**** PAGE EXTRACT ****

The vertical electrochemical transistor is based on a new kind of electronic polymer and a vertical, instead of planar, architecture. (Image:

A Northwestern University research team has developed a revolutionary transistor that is expected be ideal for lightweight, flexible, high-performance bioelectronics. The electrochemical transistor is compatible with blood and water and can amplify important signals.

Such a transistor could enable wearable devices for onsite signal processing — right at the biology-device interface. Potential applications include measuring heartbeat and levels of sodium and potassium in blood, as well as eye motion for studying sleep disorders.

“All modern electronics use transistors, which rapidly turn current on and off,” said co-corresponding author Tobin J. Marks. “Here we use chemistry to enhance the switching. Our electrochemical transistor takes performance to a totally new level. You have all the properties of a conventional transistor but far higher transconductance [a measure of the amplification it can deliver], ultra-stable cycling of the switching properties, a small footprint that can enable high density integration, and easy, low-cost fabrication.”

The vertical electrochemical transistor is based on a new kind of electronic polymer and a vertical — as opposed to planar — architecture, and it conducts both electricity and ions and is stable in air. The work was published in the journal Nature.

“This exciting new type of transistor allows us to speak the language of both biological systems, which often communicate via ionic signaling, and electronic systems, which communicate with electrons,” said Professor Jonathan Rivnay. “The ability of the transistors to work very efficiently as ‘mixed conductors’ makes them attractive for bioelectronic diagnostics and therapies.”

“With their vertical architecture, our electrochemical transistors can be stacked one on top of another,” said Professor Antonio Facchetti. “Thus, we can make very dense electrochemical complementary circuits, which is impossible for the conventional planar electrochemical transistors.”

Two types of transistors are necessary to make more reliable and powerful electronic circuits: p-type transistors that carry positive charges and n-type transistors that carry negative charges — complementary circuits. Past challenges researchers have faced in the past include that n-type transistors are difficult to build and are typically unstable.

This is the first work to demonstrate electrochemical transistors with similar and very high performance for both types of electrochemical transistors.

**** DATA TO EXAMINE ****

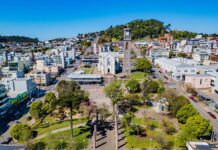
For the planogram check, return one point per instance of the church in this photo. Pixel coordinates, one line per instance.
(109, 63)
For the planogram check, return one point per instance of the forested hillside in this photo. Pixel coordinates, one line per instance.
(18, 39)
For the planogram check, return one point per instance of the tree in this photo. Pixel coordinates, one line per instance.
(21, 132)
(216, 106)
(149, 86)
(39, 110)
(185, 112)
(143, 64)
(115, 93)
(127, 119)
(133, 86)
(175, 104)
(36, 110)
(51, 100)
(70, 95)
(183, 55)
(195, 128)
(171, 54)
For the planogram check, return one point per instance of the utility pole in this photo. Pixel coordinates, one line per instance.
(115, 127)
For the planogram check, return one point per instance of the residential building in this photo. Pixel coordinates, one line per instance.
(109, 63)
(4, 100)
(40, 77)
(6, 72)
(85, 78)
(177, 68)
(199, 81)
(158, 53)
(20, 85)
(42, 65)
(214, 80)
(200, 55)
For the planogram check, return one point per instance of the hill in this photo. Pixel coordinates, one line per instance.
(140, 28)
(18, 39)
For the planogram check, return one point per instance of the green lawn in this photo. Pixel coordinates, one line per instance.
(42, 129)
(62, 140)
(138, 75)
(152, 136)
(88, 70)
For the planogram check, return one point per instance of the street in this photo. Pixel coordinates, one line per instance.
(22, 111)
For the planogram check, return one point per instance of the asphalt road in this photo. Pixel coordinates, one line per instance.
(23, 110)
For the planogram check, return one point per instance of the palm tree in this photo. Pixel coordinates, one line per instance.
(115, 93)
(70, 96)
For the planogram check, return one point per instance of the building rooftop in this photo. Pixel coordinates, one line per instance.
(83, 76)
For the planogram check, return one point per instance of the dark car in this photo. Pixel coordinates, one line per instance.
(7, 141)
(193, 99)
(211, 115)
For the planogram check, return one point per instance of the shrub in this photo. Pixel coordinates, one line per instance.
(136, 130)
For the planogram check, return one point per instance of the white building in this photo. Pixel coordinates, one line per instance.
(200, 55)
(20, 85)
(158, 53)
(177, 68)
(108, 62)
(6, 72)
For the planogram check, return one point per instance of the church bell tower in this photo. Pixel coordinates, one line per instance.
(127, 53)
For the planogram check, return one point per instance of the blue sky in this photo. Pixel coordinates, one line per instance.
(47, 19)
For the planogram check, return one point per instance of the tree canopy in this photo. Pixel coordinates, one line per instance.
(143, 64)
(21, 132)
(185, 112)
(195, 128)
(175, 104)
(133, 86)
(140, 29)
(114, 92)
(38, 110)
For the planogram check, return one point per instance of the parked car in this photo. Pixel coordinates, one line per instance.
(7, 141)
(193, 99)
(211, 115)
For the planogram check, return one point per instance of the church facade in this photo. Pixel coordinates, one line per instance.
(109, 63)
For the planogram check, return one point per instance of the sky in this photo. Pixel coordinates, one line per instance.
(47, 19)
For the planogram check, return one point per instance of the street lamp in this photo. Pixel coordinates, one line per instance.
(150, 142)
(61, 143)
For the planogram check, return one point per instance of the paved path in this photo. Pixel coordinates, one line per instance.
(106, 138)
(202, 109)
(59, 130)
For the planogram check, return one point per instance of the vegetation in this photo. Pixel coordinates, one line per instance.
(48, 127)
(38, 110)
(149, 86)
(179, 35)
(185, 112)
(183, 55)
(21, 132)
(133, 86)
(140, 28)
(175, 104)
(18, 39)
(70, 96)
(143, 65)
(138, 75)
(115, 93)
(62, 140)
(195, 128)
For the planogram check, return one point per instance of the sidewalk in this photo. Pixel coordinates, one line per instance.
(59, 130)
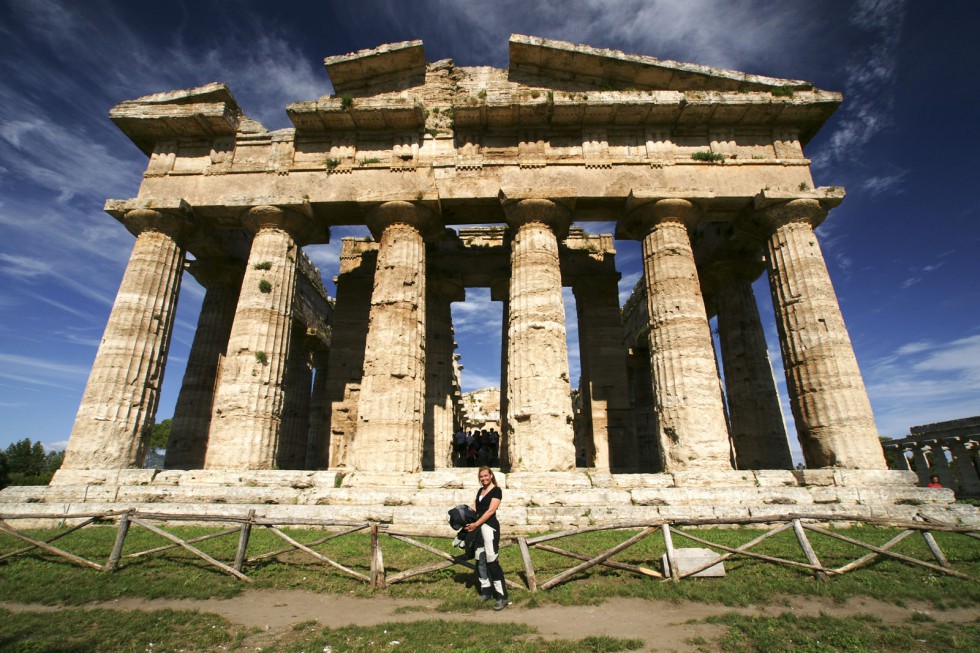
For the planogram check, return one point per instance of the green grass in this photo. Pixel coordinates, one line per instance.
(67, 631)
(856, 634)
(39, 577)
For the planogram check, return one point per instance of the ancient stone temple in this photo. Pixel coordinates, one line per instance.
(342, 408)
(704, 167)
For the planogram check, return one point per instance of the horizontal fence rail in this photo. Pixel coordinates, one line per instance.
(377, 578)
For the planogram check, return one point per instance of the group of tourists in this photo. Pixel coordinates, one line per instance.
(476, 448)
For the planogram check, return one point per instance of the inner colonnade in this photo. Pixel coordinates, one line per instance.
(703, 167)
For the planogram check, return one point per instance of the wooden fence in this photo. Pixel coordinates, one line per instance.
(378, 579)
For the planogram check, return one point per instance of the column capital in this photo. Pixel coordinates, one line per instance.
(413, 214)
(171, 222)
(550, 206)
(296, 221)
(644, 213)
(776, 213)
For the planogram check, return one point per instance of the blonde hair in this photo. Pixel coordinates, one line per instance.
(493, 479)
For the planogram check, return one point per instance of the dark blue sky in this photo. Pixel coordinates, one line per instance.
(901, 249)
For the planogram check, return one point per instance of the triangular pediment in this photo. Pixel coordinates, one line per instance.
(545, 62)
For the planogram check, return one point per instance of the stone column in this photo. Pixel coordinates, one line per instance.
(605, 392)
(119, 405)
(830, 405)
(691, 427)
(500, 292)
(963, 460)
(756, 418)
(297, 383)
(440, 344)
(188, 443)
(318, 451)
(539, 404)
(248, 403)
(392, 402)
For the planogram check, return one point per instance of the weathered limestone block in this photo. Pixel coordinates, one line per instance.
(539, 406)
(815, 476)
(547, 480)
(691, 425)
(562, 497)
(118, 408)
(714, 478)
(222, 281)
(392, 392)
(775, 478)
(756, 418)
(830, 404)
(630, 481)
(245, 425)
(874, 477)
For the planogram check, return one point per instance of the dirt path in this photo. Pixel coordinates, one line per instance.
(663, 625)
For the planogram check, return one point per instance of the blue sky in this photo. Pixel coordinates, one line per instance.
(902, 248)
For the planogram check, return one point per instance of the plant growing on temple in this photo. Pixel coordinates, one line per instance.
(708, 156)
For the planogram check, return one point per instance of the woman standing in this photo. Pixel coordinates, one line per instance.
(487, 501)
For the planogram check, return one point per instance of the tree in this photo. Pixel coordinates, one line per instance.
(160, 434)
(26, 458)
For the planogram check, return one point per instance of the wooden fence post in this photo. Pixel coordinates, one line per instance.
(377, 560)
(675, 573)
(112, 564)
(244, 534)
(934, 547)
(808, 551)
(532, 581)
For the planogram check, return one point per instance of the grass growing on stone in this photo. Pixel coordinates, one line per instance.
(857, 633)
(112, 630)
(38, 577)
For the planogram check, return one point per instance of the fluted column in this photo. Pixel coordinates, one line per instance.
(297, 387)
(963, 460)
(119, 405)
(440, 343)
(318, 450)
(830, 404)
(691, 427)
(245, 424)
(392, 398)
(755, 416)
(192, 414)
(603, 359)
(539, 404)
(500, 292)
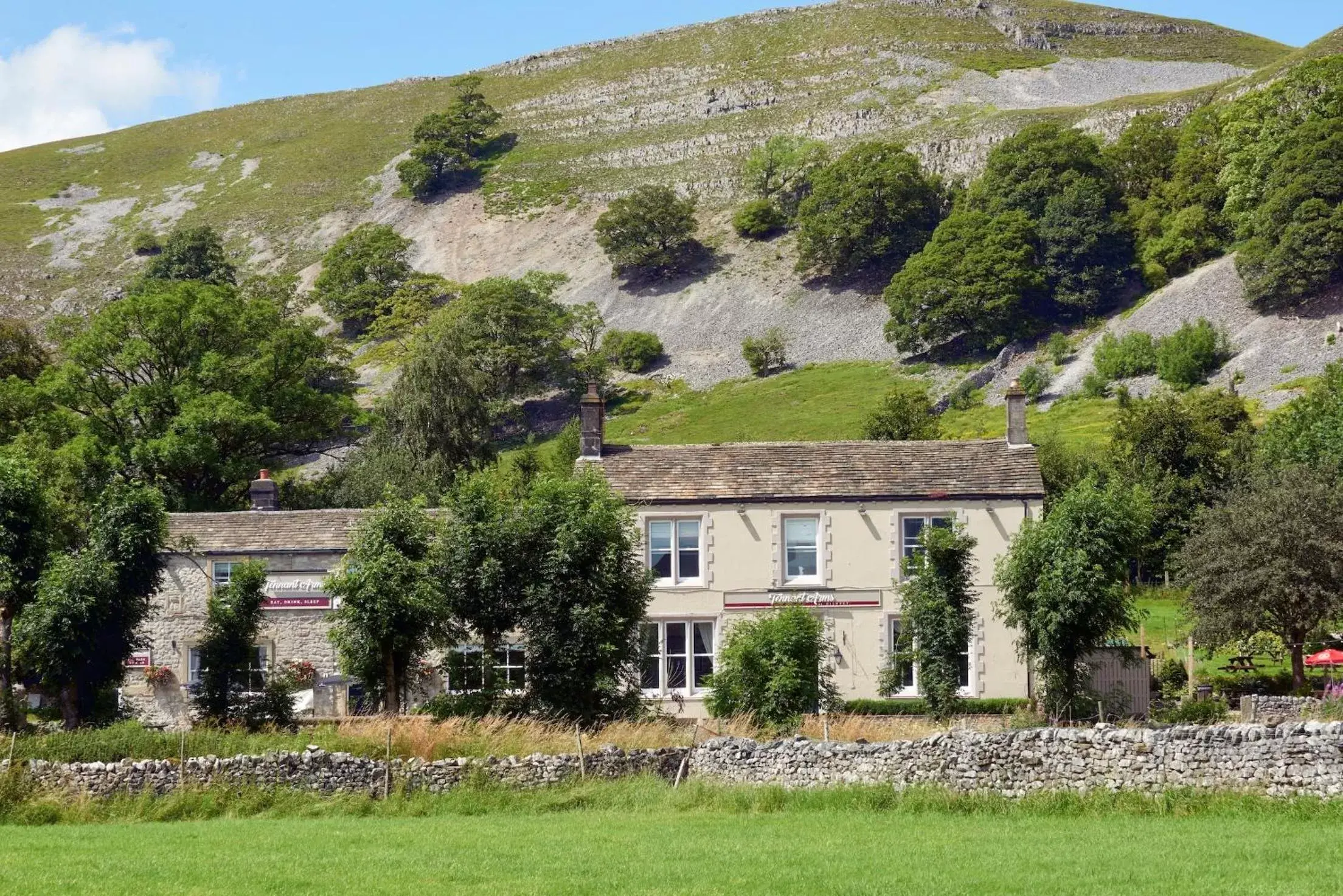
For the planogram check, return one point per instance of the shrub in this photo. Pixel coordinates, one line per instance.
(1035, 381)
(1196, 712)
(918, 707)
(1190, 353)
(1095, 386)
(765, 353)
(1059, 349)
(759, 220)
(772, 667)
(1118, 359)
(904, 414)
(145, 242)
(631, 350)
(1171, 678)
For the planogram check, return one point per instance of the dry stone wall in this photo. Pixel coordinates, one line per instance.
(1279, 761)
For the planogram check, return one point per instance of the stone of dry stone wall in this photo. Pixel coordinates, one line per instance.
(331, 773)
(1289, 759)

****

◆ TASK DESCRIPTION ◆
Please write out the part of the transistor article above starting at "This is the" and ending at "of electrochemical transistors.", word for word.

◆ SOLVED EXERCISE ◆
This is the first work to demonstrate electrochemical transistors with similar and very high performance for both types of electrochemical transistors.